## Task to complete
Locate each line in the rows below that contains the string "green" and copy every such line in full.
# # #
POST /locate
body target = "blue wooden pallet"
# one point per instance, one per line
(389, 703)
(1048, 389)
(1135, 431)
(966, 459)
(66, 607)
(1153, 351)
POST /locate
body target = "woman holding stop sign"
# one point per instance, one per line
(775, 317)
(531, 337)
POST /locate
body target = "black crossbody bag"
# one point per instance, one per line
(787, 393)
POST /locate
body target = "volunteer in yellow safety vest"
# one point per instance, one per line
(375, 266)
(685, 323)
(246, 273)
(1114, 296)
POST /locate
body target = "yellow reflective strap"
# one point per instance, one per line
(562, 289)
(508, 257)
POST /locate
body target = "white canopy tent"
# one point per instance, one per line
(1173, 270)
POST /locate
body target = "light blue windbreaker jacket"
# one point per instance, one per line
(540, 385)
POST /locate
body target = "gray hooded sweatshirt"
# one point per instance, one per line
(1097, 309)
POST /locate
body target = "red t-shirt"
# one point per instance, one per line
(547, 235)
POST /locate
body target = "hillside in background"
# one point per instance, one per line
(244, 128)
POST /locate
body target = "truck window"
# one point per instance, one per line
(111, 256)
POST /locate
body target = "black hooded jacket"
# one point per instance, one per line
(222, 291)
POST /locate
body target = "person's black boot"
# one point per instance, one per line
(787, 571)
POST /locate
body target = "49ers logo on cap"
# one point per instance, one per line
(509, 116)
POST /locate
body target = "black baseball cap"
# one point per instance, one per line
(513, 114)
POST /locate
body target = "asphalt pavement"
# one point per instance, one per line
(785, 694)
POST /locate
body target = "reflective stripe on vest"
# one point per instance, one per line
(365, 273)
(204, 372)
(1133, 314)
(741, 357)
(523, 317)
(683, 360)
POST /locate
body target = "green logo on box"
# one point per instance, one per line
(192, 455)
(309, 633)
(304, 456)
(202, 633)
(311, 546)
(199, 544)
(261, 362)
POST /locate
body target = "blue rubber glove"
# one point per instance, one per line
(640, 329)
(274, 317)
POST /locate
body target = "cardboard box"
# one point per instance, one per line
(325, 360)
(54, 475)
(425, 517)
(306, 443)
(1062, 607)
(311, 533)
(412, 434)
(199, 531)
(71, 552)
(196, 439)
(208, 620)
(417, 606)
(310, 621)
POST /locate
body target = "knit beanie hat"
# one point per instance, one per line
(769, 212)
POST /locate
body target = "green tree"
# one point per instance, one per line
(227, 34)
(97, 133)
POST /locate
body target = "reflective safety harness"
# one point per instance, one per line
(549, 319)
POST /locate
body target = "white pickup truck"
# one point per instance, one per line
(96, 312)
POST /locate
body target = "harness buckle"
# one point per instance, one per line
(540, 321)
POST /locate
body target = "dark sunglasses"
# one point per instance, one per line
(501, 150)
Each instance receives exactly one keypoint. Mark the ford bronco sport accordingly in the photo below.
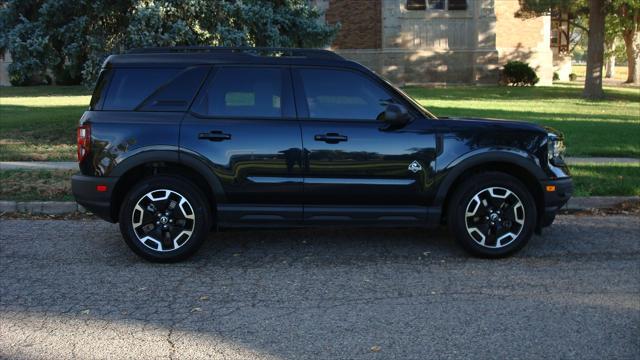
# # #
## Complete response
body target = "green logo on box"
body target = "green tree"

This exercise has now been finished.